# Exercise details
Quote the passage in the article on working productively from home that runs from "So if you are" up to and including "with few distractions.", word for word.

# Selected excerpt
Clad in Comforts: How to Work Productively from Home

With the rise of COVID-19, working from home has (to an extent) become the new normal for many workers. And for creative types likes writers, artists, photographers, etc. working from home is the norm.

It sounds glorious at first, the idea of working from the comfort of your home.

But therein lies the problem.


Our homes are (hopefully) filled with comforts.

Even if they are not, “home” is where we go to relax, decompress, and rest before the next day.

In opposition, our work environments are rigid, stuffy, and lacking distractions, locations designed to inspire productivity, not mitigate stressors.

We go to work, and our minds are subconsciously predisposed to focus on given tasks.

So when circumstances suddenly pluck us from our work-space, and the expectation is thrust upon us to be equally effective in an environment designed for relaxation, it is easy to get distracted.

Photo by Andrea Piacquadio 

But never fear!

There is a simple way to keep ourselves productive and efficient: alter our environment.

Just a smidge.

I’m not suggesting that you do a complete overhaul of your home.

You can create a better work atmosphere in your home with a few easy steps.

Video is compliments of software from Toonly

Step 1: Set Aside a Work Space

Like I mentioned at the beginning of this article, our atmosphere heavily influences the fluctuation of our minds.

So if you are new to the work-from-home atmosphere or you are trying to enhance the home office that you already have, it is imperative to select a specific space in which to work.

Now, not all of us are fortunate enough to have a spare, empty room for this purpose. (I certainly wasn’t when I started working from home!)

So most of us will have to do a bit of rearranging to create a spot to set a desk.

Remember: You will want to find a place with few distractions.

So, placing your desk in a room with a television set is not advisable.

# Entries provided
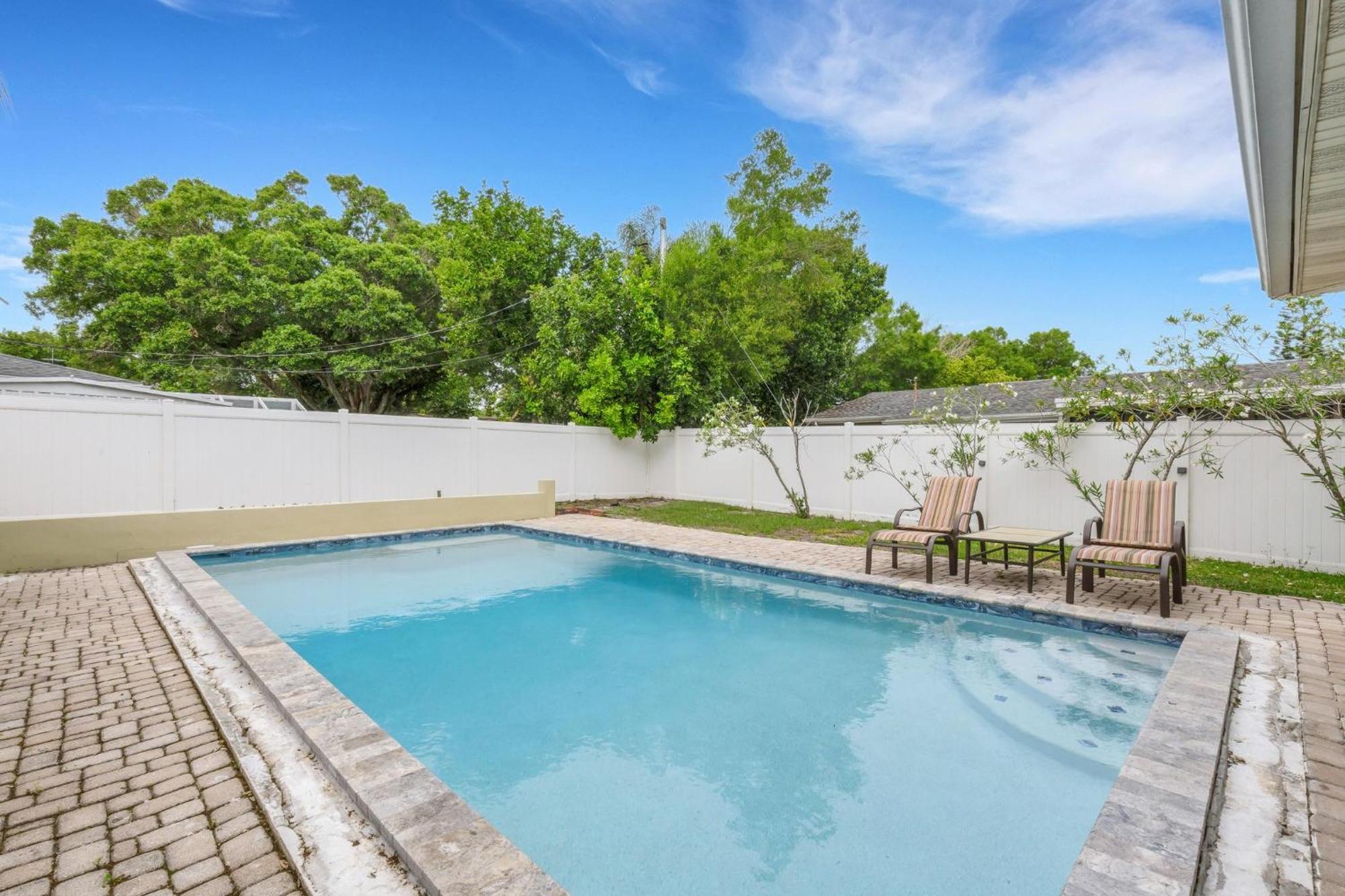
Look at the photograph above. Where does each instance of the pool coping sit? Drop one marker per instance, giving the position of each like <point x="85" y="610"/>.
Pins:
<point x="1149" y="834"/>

* * *

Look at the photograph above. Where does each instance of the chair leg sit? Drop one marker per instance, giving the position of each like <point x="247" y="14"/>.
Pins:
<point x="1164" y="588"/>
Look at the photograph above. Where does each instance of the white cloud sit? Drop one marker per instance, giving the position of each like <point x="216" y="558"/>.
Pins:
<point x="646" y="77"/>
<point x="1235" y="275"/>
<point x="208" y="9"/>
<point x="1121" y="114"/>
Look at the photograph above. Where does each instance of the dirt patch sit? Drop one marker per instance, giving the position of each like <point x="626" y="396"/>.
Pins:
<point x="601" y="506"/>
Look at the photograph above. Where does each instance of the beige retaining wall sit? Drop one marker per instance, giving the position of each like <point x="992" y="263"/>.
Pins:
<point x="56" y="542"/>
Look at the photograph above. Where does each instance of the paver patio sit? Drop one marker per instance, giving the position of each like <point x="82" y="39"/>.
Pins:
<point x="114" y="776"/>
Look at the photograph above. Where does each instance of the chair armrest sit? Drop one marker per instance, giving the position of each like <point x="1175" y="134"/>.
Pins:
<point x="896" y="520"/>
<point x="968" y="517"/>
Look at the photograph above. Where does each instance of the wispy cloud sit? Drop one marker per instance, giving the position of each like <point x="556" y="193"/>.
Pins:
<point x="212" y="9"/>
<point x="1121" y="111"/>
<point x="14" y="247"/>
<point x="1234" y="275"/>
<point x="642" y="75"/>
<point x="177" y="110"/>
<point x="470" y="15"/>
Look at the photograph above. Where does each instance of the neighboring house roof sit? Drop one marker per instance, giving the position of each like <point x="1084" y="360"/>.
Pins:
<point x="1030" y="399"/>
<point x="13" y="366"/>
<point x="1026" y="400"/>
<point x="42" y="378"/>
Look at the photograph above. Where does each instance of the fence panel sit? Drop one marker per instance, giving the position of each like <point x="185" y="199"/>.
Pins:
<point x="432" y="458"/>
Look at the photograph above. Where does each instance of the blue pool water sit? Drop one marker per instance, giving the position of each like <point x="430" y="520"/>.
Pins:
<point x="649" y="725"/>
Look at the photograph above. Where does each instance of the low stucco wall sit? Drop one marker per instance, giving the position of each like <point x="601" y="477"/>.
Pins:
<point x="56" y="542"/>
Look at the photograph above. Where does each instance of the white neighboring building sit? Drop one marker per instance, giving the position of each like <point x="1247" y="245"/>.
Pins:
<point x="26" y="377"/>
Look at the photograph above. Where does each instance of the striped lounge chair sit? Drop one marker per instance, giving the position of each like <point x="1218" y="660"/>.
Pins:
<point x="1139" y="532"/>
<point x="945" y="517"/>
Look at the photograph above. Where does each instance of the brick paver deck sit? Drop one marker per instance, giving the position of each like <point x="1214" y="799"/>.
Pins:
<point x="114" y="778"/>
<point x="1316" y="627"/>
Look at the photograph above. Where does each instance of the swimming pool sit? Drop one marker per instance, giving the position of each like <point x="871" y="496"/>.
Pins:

---

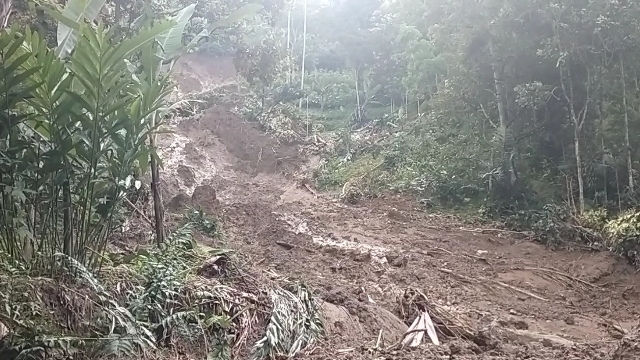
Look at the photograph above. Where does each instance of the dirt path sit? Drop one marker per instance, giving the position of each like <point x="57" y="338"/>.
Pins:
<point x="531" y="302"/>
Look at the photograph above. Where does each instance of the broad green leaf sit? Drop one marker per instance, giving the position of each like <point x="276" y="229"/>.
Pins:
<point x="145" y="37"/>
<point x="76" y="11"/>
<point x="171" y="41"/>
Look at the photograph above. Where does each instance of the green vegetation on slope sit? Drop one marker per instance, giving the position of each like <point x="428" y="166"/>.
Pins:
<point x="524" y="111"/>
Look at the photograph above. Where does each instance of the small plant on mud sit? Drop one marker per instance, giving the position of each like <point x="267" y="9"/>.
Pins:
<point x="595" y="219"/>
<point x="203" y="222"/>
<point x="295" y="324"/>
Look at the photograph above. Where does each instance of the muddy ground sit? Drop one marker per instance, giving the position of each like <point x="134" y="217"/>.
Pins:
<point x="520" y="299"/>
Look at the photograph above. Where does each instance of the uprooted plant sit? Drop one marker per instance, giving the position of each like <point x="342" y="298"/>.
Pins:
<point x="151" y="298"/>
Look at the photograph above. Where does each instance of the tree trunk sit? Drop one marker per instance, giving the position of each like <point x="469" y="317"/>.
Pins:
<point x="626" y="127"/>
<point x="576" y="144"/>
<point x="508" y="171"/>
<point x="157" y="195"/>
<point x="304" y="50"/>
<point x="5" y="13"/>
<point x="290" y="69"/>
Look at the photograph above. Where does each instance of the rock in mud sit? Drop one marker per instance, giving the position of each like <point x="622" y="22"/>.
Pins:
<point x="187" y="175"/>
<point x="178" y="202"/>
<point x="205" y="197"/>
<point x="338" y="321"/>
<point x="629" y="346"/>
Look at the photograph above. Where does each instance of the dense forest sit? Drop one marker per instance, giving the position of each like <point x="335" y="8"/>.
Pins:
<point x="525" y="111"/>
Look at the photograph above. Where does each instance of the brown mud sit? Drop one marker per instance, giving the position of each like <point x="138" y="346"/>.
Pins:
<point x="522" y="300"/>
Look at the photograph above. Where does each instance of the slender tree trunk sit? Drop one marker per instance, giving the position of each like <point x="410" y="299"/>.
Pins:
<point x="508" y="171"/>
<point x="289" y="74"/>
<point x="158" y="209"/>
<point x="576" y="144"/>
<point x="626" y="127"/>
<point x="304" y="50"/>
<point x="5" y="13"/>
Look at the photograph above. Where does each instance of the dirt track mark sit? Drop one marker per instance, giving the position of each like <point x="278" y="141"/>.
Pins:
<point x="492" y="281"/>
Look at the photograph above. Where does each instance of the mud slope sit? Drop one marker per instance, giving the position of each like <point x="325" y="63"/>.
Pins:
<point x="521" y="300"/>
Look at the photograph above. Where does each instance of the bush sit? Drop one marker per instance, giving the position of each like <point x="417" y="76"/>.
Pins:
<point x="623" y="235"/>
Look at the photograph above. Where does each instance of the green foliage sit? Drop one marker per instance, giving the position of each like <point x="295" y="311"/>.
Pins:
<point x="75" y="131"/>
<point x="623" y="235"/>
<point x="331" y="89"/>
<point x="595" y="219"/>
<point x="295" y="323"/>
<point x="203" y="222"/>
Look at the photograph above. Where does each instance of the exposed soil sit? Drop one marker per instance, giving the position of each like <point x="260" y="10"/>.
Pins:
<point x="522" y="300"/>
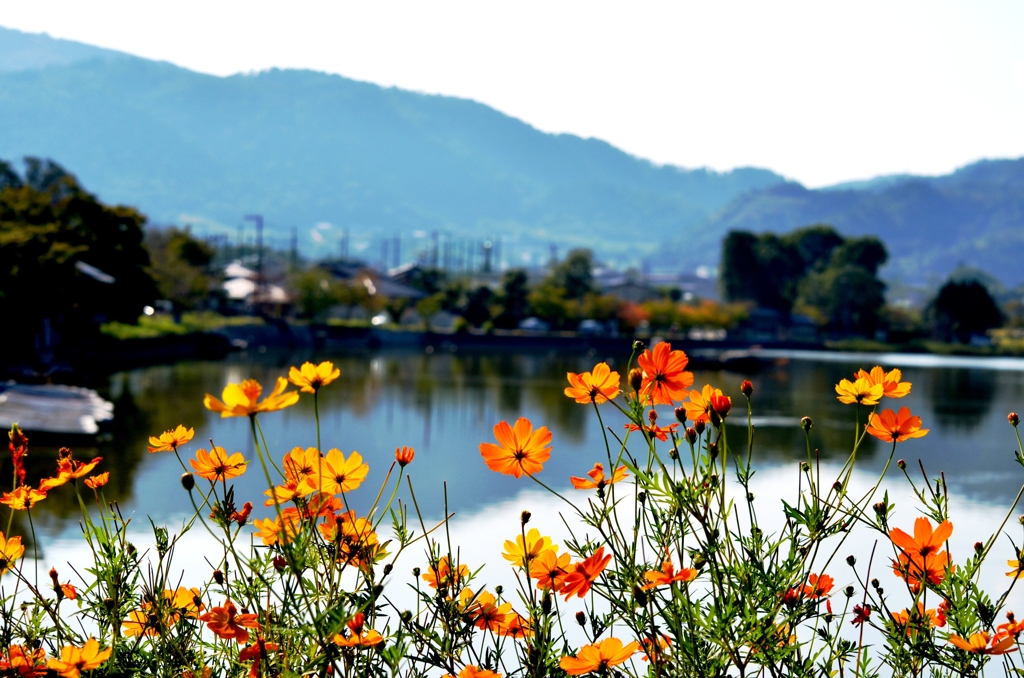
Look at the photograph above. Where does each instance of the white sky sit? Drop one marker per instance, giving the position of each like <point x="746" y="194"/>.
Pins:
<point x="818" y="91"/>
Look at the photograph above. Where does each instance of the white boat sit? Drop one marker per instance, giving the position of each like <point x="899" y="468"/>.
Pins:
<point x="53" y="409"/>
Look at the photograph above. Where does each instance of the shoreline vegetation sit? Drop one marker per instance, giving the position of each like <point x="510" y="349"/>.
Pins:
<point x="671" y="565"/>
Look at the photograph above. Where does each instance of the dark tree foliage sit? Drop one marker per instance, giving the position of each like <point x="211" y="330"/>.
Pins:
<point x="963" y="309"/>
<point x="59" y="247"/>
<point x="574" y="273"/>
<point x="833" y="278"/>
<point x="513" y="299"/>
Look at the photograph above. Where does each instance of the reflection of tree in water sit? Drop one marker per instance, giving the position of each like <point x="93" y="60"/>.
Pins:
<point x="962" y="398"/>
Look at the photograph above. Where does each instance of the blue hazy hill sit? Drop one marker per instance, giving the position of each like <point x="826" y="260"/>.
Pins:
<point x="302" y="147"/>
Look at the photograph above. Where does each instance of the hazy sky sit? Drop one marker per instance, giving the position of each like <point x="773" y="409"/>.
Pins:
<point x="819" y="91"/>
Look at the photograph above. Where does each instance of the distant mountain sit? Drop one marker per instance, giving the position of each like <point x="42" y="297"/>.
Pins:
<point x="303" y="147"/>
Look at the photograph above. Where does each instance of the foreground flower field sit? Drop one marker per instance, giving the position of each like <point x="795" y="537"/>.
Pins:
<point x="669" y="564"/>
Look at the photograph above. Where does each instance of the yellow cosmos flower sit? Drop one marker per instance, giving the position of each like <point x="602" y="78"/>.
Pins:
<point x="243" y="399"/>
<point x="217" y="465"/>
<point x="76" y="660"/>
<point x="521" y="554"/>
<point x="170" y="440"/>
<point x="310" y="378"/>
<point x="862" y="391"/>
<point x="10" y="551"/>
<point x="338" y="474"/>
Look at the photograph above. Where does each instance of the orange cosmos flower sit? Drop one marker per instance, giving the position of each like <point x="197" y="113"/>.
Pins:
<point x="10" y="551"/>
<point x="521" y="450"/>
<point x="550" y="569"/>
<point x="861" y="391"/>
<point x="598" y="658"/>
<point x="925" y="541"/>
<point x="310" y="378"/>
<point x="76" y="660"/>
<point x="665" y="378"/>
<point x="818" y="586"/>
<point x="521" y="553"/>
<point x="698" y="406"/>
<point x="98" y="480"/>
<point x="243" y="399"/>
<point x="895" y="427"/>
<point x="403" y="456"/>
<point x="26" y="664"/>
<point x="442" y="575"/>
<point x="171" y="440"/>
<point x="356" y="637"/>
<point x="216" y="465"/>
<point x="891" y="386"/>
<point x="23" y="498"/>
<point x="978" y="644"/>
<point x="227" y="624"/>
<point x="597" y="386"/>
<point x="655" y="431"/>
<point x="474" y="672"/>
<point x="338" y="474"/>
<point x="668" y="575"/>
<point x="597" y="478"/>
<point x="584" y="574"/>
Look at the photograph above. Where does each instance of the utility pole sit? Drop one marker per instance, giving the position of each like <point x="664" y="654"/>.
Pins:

# Answer below
So if you are new to the work-from-home atmosphere or you are trying to enhance the home office that you already have, it is imperative to select a specific space in which to work.

Now, not all of us are fortunate enough to have a spare, empty room for this purpose. (I certainly wasn’t when I started working from home!)

So most of us will have to do a bit of rearranging to create a spot to set a desk.

Remember: You will want to find a place with few distractions.